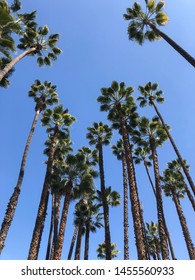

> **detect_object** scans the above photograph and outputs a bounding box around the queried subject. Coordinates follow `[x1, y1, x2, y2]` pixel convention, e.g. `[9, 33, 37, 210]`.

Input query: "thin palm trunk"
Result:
[144, 161, 176, 260]
[122, 153, 129, 260]
[117, 104, 147, 260]
[150, 136, 169, 260]
[68, 225, 79, 260]
[0, 109, 41, 254]
[0, 47, 37, 82]
[98, 139, 112, 260]
[54, 182, 73, 260]
[147, 21, 195, 67]
[151, 100, 195, 195]
[28, 126, 58, 260]
[171, 187, 195, 260]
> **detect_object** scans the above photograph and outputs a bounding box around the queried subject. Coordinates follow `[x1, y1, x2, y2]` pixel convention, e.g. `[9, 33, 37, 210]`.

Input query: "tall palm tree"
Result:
[137, 82, 195, 195]
[112, 139, 129, 260]
[87, 122, 112, 260]
[0, 80, 58, 254]
[28, 105, 75, 260]
[0, 22, 62, 82]
[132, 117, 169, 259]
[97, 81, 146, 260]
[123, 0, 195, 67]
[161, 165, 195, 260]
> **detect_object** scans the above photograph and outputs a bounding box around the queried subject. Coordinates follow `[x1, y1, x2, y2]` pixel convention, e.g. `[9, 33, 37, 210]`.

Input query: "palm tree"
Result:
[132, 117, 169, 259]
[0, 80, 58, 254]
[146, 221, 161, 260]
[137, 82, 195, 195]
[28, 105, 75, 260]
[0, 22, 62, 82]
[123, 0, 195, 67]
[87, 122, 112, 260]
[112, 139, 129, 260]
[97, 81, 146, 260]
[161, 165, 195, 260]
[96, 242, 120, 260]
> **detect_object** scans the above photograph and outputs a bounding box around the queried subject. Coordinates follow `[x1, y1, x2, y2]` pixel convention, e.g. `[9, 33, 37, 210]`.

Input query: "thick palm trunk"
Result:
[144, 161, 176, 260]
[117, 104, 147, 260]
[171, 187, 195, 260]
[84, 224, 90, 260]
[54, 180, 73, 260]
[68, 226, 79, 260]
[122, 153, 129, 260]
[28, 126, 58, 260]
[0, 47, 36, 82]
[98, 142, 112, 260]
[147, 21, 195, 67]
[74, 221, 83, 260]
[150, 136, 169, 260]
[0, 109, 41, 254]
[150, 100, 195, 195]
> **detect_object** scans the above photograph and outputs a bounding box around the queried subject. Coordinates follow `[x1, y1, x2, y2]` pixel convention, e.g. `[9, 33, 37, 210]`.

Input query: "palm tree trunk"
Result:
[147, 21, 195, 67]
[171, 187, 195, 260]
[68, 226, 79, 260]
[150, 99, 195, 195]
[98, 139, 112, 260]
[150, 136, 169, 260]
[117, 104, 147, 260]
[0, 109, 41, 254]
[0, 47, 36, 82]
[28, 126, 58, 260]
[54, 182, 73, 260]
[84, 224, 90, 260]
[144, 161, 176, 260]
[122, 153, 129, 260]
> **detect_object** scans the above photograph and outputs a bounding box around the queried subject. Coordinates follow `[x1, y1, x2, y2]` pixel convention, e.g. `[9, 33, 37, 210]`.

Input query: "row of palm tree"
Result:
[0, 0, 195, 260]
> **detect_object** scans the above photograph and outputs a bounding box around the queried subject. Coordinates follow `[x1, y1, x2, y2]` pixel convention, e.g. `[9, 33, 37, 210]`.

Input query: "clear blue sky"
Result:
[0, 0, 195, 260]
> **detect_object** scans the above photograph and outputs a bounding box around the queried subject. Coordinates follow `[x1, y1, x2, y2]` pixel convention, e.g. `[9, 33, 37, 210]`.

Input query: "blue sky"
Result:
[0, 0, 195, 260]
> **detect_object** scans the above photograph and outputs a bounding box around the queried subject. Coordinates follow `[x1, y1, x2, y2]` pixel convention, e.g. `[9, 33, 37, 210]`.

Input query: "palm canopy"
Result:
[28, 80, 58, 110]
[123, 0, 168, 45]
[137, 82, 164, 107]
[87, 122, 112, 148]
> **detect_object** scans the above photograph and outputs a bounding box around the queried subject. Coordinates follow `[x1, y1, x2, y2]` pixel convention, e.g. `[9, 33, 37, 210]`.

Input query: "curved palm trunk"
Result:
[28, 126, 58, 260]
[150, 99, 195, 195]
[84, 224, 90, 260]
[54, 180, 73, 260]
[0, 109, 41, 254]
[144, 161, 176, 260]
[171, 187, 195, 260]
[117, 103, 147, 260]
[122, 153, 129, 260]
[0, 47, 36, 82]
[150, 136, 169, 260]
[74, 220, 83, 260]
[68, 226, 79, 260]
[147, 21, 195, 67]
[98, 139, 112, 260]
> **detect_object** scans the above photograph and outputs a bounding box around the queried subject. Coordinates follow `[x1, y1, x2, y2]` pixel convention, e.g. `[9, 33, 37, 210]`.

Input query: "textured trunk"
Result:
[0, 109, 41, 254]
[74, 221, 83, 260]
[150, 100, 195, 195]
[84, 224, 90, 260]
[171, 187, 195, 260]
[117, 104, 147, 260]
[54, 180, 73, 260]
[68, 226, 79, 260]
[122, 154, 129, 260]
[150, 136, 169, 260]
[28, 126, 58, 260]
[147, 21, 195, 67]
[98, 139, 112, 260]
[0, 47, 36, 82]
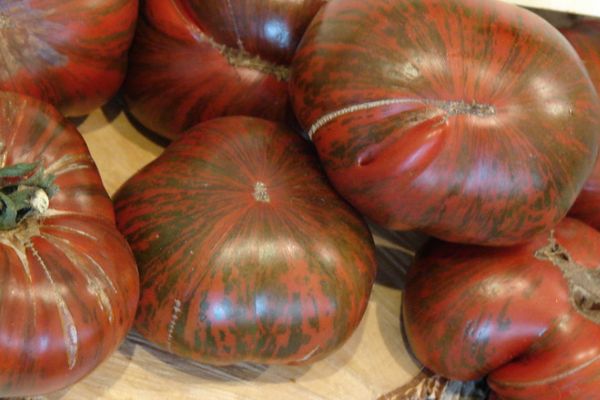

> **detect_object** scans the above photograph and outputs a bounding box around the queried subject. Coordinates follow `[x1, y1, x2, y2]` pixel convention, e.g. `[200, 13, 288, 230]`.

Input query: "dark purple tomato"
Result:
[403, 218, 600, 400]
[290, 0, 600, 245]
[125, 0, 324, 139]
[0, 0, 138, 115]
[561, 20, 600, 229]
[115, 117, 375, 364]
[0, 92, 139, 398]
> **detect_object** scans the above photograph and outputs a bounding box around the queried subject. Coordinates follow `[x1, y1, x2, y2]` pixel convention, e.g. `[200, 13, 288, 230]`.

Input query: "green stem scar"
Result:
[0, 163, 58, 230]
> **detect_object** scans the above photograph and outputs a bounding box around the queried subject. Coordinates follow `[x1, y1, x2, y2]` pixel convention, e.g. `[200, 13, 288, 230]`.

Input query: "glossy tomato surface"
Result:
[0, 93, 139, 397]
[0, 0, 138, 115]
[561, 20, 600, 229]
[125, 0, 324, 139]
[290, 0, 600, 245]
[403, 218, 600, 400]
[115, 117, 375, 364]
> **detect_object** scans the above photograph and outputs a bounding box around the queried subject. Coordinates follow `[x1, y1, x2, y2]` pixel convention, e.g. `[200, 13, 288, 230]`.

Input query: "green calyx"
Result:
------------
> **What to produce**: Count the lines of the listing that contain the word "green" and give only that number.

> **Completed exercise**: 2